WHAT YOU SHOULD DO: Return only the lines from the one containing "[point] every instance of the orange cloud" to the end of the entries below, exactly as written, both ends included.

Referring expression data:
# # # # # # #

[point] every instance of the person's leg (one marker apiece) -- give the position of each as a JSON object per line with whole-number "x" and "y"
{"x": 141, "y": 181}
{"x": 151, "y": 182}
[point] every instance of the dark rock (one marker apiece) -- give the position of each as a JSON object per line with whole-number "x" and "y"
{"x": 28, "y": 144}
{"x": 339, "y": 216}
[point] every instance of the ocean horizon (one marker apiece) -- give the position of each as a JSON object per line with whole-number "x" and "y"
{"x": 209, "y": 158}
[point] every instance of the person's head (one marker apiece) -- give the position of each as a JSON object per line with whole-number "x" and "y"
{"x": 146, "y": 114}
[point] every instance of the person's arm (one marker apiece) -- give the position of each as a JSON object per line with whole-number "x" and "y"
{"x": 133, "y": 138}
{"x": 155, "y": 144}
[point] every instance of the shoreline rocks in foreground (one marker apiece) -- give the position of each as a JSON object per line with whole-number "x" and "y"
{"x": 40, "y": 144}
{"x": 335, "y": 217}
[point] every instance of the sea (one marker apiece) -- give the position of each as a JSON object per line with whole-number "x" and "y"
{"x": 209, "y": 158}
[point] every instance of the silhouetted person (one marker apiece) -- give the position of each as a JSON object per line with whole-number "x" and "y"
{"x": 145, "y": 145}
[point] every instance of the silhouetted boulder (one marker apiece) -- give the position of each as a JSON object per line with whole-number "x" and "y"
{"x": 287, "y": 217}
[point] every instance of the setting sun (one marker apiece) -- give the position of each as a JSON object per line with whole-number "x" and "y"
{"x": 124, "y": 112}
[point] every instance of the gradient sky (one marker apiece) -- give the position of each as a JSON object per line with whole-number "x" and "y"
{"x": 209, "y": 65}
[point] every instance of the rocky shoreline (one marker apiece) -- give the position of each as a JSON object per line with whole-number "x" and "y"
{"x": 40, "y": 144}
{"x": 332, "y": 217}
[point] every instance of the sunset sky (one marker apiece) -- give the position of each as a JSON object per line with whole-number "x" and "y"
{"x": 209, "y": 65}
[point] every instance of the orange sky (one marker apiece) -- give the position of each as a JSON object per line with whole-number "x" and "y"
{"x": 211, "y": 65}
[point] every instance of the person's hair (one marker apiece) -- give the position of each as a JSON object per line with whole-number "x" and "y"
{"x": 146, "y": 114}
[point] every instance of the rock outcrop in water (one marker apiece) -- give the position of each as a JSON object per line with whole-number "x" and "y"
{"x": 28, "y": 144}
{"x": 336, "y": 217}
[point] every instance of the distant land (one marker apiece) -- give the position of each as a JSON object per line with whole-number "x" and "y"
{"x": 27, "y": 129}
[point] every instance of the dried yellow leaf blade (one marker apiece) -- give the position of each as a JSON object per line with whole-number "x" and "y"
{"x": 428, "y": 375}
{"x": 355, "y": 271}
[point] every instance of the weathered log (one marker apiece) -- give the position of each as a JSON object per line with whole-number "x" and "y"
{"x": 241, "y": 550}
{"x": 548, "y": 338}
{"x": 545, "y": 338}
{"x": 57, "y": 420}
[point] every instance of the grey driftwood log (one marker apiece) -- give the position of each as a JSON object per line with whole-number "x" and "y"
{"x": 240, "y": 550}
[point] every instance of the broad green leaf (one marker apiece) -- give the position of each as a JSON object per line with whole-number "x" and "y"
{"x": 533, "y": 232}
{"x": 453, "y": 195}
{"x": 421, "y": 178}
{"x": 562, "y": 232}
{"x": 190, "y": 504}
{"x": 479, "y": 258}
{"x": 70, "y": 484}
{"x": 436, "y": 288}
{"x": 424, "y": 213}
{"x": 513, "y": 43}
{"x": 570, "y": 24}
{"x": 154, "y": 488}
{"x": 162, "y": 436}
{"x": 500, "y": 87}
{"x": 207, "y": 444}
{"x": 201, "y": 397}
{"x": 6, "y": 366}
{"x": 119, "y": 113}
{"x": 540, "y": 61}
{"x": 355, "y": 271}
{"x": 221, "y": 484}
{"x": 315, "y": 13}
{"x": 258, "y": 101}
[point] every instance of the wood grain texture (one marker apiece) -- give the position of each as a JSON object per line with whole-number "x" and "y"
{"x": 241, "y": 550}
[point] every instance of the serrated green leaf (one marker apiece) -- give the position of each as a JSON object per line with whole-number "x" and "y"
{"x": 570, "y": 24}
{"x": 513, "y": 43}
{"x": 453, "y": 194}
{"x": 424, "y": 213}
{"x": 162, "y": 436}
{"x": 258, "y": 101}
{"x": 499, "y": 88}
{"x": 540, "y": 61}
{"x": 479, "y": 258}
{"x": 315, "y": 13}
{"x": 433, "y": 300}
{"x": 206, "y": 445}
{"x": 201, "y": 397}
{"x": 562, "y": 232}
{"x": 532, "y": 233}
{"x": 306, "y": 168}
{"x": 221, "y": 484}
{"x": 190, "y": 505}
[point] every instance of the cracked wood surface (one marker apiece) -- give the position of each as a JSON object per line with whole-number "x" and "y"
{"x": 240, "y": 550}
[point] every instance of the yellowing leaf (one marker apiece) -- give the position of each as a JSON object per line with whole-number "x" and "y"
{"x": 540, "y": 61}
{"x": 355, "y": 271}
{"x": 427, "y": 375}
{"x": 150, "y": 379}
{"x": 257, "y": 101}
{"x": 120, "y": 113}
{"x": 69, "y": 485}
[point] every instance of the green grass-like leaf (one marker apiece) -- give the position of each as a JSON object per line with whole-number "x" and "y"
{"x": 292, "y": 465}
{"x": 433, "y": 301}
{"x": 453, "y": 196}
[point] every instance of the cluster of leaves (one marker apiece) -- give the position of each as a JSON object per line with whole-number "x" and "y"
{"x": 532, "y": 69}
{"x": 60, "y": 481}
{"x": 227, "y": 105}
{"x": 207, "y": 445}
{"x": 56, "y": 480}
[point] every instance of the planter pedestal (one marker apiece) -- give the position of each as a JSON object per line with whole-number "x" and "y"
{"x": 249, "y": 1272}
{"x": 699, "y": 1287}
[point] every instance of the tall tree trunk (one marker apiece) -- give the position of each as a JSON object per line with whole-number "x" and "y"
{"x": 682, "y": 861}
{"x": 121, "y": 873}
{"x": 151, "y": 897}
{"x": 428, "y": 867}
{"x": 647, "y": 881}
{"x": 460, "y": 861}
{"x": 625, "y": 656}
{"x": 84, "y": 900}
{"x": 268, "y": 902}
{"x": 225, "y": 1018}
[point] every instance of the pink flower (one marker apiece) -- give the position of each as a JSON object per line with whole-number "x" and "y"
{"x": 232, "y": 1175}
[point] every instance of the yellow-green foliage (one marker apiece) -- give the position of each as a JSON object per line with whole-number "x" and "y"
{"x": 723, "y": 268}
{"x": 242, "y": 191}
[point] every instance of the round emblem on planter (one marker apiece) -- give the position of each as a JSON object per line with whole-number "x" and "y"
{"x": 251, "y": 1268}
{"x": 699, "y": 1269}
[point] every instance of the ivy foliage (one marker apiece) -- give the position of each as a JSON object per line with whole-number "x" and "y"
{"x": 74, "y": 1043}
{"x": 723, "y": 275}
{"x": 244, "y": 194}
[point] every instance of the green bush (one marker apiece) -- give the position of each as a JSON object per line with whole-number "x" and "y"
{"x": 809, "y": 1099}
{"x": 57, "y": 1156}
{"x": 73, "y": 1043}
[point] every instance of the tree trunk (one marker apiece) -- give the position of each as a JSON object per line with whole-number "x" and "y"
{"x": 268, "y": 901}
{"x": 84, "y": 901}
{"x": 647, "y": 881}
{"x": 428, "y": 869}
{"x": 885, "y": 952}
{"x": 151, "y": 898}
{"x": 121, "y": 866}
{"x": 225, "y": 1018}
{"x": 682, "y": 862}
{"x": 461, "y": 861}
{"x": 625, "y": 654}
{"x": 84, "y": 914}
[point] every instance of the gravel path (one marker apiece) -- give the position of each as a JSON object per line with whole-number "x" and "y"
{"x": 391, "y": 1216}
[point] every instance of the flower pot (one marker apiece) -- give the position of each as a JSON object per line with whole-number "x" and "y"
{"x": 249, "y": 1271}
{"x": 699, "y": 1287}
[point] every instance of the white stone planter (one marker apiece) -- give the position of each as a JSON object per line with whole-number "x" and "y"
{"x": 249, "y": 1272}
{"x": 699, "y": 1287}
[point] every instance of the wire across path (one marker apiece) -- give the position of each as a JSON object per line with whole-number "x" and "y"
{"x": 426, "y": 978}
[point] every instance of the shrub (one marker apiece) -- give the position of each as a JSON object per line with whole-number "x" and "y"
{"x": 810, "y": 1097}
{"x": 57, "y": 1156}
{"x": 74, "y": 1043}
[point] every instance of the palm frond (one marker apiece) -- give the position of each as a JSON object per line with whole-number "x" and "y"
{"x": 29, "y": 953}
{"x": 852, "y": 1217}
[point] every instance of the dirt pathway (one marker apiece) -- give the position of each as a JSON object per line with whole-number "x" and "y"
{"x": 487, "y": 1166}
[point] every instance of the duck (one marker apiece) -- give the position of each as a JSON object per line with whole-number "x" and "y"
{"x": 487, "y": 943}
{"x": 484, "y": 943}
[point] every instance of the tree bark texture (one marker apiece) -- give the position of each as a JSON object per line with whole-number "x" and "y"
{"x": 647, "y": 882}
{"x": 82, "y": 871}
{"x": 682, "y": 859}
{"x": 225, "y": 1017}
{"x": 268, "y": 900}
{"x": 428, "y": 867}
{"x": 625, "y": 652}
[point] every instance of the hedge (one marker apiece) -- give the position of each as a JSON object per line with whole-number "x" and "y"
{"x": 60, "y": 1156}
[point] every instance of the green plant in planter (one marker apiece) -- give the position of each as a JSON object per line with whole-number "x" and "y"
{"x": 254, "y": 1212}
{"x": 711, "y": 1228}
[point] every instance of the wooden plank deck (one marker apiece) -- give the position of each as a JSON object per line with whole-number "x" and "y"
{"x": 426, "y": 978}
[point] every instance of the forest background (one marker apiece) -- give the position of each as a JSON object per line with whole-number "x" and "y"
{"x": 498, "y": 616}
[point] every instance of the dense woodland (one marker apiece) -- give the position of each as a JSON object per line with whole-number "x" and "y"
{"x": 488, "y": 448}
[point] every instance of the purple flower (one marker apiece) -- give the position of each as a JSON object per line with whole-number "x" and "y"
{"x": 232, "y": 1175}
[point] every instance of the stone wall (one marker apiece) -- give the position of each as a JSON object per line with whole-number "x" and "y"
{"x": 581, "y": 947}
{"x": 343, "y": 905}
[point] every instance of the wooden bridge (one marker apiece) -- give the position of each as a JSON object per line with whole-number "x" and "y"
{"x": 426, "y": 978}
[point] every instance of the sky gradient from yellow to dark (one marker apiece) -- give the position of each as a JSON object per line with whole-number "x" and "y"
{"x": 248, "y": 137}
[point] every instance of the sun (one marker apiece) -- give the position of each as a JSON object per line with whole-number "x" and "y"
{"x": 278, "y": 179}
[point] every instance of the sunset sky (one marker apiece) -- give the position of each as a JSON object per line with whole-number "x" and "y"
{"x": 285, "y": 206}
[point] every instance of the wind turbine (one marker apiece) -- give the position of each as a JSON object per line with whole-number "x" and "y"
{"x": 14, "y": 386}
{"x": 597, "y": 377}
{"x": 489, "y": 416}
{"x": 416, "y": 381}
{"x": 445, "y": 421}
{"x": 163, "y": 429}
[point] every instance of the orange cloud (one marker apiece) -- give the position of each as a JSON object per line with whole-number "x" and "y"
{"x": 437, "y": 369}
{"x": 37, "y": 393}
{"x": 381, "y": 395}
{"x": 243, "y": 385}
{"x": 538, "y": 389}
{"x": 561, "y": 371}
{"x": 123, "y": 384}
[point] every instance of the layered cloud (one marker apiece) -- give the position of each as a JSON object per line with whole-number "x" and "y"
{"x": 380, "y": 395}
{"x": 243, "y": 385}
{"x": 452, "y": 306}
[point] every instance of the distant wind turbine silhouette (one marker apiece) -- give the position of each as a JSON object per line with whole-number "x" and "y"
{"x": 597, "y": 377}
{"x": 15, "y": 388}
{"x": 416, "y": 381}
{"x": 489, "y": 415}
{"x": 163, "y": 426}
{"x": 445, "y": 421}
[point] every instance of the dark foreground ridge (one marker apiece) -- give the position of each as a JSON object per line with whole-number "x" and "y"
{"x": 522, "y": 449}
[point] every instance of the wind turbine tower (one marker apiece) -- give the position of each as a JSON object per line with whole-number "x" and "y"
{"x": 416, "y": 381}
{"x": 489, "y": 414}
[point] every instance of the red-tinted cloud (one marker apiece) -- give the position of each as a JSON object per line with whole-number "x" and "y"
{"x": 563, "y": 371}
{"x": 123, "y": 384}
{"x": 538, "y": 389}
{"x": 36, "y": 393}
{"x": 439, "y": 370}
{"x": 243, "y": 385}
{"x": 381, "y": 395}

# # # # # # #

EXERCISE ANSWER:
[point] every instance of the orange cloud (one marker apiece) -- give the position of each as a JSON object per line with whole-number "x" and "y"
{"x": 437, "y": 369}
{"x": 37, "y": 393}
{"x": 381, "y": 395}
{"x": 243, "y": 385}
{"x": 538, "y": 389}
{"x": 561, "y": 371}
{"x": 123, "y": 384}
[point] every instance of the layered cloud (one marker apiece) -- give the position of each as a JSON object per line with whole-number "x" and "y"
{"x": 380, "y": 395}
{"x": 243, "y": 385}
{"x": 452, "y": 306}
[point] every instance of the distant wind turbine silhouette (one marker apiece) -- give the position of each as a JSON object per line with whole-number "x" and "y"
{"x": 597, "y": 377}
{"x": 15, "y": 388}
{"x": 416, "y": 381}
{"x": 489, "y": 415}
{"x": 163, "y": 426}
{"x": 445, "y": 421}
[point] every instance of the dark foreground ridge (one marker apiece) -- give the position of each as a JSON object per line with whole-number "x" and "y"
{"x": 522, "y": 449}
[point] every instance of the wind turbine tower (one marker apiece) -- give the position of each as a JSON object per line with whole-number "x" and "y"
{"x": 416, "y": 381}
{"x": 489, "y": 414}
[point] every instance of the red-tinted cloud (one marker apiece) -- give the position of each as a JSON object per line with whole-number "x" and "y"
{"x": 563, "y": 371}
{"x": 123, "y": 384}
{"x": 538, "y": 389}
{"x": 36, "y": 393}
{"x": 439, "y": 370}
{"x": 243, "y": 385}
{"x": 381, "y": 395}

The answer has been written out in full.